• **EXERCISE DETAILS**: The full data must be written out exactly, with every line included.

• **DATA SECTION**:
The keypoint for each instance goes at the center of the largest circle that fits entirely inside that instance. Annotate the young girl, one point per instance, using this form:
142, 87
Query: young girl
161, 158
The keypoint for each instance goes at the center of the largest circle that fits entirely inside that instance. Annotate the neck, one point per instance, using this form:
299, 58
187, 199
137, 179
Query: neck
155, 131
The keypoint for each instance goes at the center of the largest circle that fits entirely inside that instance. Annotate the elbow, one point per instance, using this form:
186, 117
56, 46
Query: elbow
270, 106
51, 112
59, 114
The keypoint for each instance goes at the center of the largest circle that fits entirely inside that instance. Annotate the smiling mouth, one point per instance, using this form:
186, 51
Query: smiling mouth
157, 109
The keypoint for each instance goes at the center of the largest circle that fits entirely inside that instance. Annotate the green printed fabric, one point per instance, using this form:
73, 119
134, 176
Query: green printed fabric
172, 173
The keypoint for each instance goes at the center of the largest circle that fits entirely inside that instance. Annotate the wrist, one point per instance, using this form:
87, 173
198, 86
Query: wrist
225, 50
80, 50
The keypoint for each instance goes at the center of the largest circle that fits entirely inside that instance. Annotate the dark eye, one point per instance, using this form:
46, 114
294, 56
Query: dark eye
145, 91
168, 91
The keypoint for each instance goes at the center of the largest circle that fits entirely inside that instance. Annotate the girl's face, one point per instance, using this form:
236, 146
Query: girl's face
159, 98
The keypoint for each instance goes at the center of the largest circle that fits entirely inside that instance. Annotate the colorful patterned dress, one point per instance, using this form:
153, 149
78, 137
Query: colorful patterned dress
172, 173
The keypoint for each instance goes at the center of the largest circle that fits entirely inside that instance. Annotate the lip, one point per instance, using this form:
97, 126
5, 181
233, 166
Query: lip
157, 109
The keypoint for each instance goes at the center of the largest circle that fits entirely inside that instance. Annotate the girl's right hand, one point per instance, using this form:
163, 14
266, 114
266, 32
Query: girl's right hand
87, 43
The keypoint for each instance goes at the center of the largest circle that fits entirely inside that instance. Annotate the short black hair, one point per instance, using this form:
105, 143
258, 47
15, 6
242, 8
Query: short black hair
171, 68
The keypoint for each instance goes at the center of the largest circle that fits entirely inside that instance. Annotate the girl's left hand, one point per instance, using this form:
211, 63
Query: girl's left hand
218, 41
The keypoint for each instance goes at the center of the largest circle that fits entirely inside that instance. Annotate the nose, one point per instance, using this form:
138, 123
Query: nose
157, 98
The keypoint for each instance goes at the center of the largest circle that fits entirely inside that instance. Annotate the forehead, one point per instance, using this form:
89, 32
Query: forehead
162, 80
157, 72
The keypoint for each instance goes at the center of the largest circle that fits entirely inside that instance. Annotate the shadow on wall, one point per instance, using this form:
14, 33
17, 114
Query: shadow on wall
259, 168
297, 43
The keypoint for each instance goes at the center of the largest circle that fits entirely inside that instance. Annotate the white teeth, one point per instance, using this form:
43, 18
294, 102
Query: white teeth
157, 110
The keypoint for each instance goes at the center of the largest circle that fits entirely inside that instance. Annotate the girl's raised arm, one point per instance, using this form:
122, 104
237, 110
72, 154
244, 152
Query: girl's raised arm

• **EXERCISE SOLUTION**:
The keypoint for each instance goes at the center of the largest circle that fits entirely inside that instance. Annotate the young girl, one point per instance, using this form:
142, 87
Query: young girl
161, 158
The keypoint for each instance goes at the center of the largest circle that fits entirely inside that instance. Annotate the neck, one point per instance, using this form:
299, 58
187, 199
137, 179
Query: neck
155, 131
The keypoint for each instance goes at the center of the largest circle that fits entirely inside that instance. Annotate the elbow, one point per instance, using this form:
186, 117
56, 46
Query: elbow
270, 106
51, 112
59, 114
The keypoint for each instance goes at the center of the largest circle that fits entirely inside that instance. Annotate the smiling mouth, one point per instance, using this form:
186, 51
Query: smiling mouth
157, 109
The keypoint for each instance goes at the center of the largest circle that fits entirely inside that instance. Annotate the green printed fabric, one point per instance, using this form:
73, 119
134, 176
Query: green printed fabric
172, 173
The keypoint for each instance goes at the center of the largest circle that fits entirely inside that instance. Annotate the wrist, one point per instance, using this form:
87, 173
198, 86
Query: wrist
225, 50
80, 50
The keypoint for each instance goes at the center of the largest circle that fits entirely inside that instance. Annotate the dark eye, one point per instance, using this form:
46, 114
294, 56
Query: dark eye
145, 91
168, 91
The keypoint for each instance goes at the center of the largest circle that fits entirely inside that instance. Annotate the girl's face, one point per instance, using this form:
236, 146
Query: girl's face
159, 98
The keypoint for each instance goes at the center of the largest circle that fits entirely inside that instance. Annotate the colorful patterned dress, one point per instance, using this form:
153, 149
78, 137
Query: colorful patterned dress
172, 173
The keypoint for each instance goes at the center of the largest circle that fits entirely inside that instance. Annotate the lip, one point per instance, using this form:
97, 126
5, 181
233, 166
Query: lip
157, 109
The keypoint for each instance goes at the center of the largest circle that fits entirely inside that instance. Annotate the girl's right hand, one point per instance, using this form:
163, 14
266, 114
266, 32
Query: girl's right hand
87, 43
The keypoint for each instance goes at the center of the largest circle that fits entirely inside that instance. Annotate the short black hair, one point per instance, using this form:
105, 143
258, 47
15, 6
242, 8
Query: short black hair
171, 68
The keypoint for each instance goes at the center of the largest circle that fits entirely inside that instance. Annotate the girl's left hand, one point per instance, using this form:
211, 63
Query: girl's left hand
218, 41
The keypoint for each instance goes at the center of the largest circle that fits entirely inside that instance. Annotate the nose, one point per instance, using this form:
138, 123
Query: nose
157, 98
The keypoint for each instance goes at the center of the largest circle that fits entirely inside that instance. Annotate the forehead, one point per instance, using this form:
89, 32
Query: forehead
162, 80
157, 72
The keypoint for each instance goes at the center of the largest circle that fits entirely inside that instance. Annotate the shadow on wall, one point per instance, using this form:
14, 33
17, 114
Query: shadow on wall
259, 168
297, 43
The keypoint for each instance goes at the center of the largest circle that fits entirely inside that instance. Annotate the white teeth, one point per instance, using this form:
43, 18
294, 102
Query: white teeth
157, 110
The keypoint for each instance goes at the center of the largest circle that fits entirely inside that instance. Annotate the girl's raised arm, one point per instance, using this form:
122, 104
237, 110
72, 154
244, 152
Query: girl's raised arm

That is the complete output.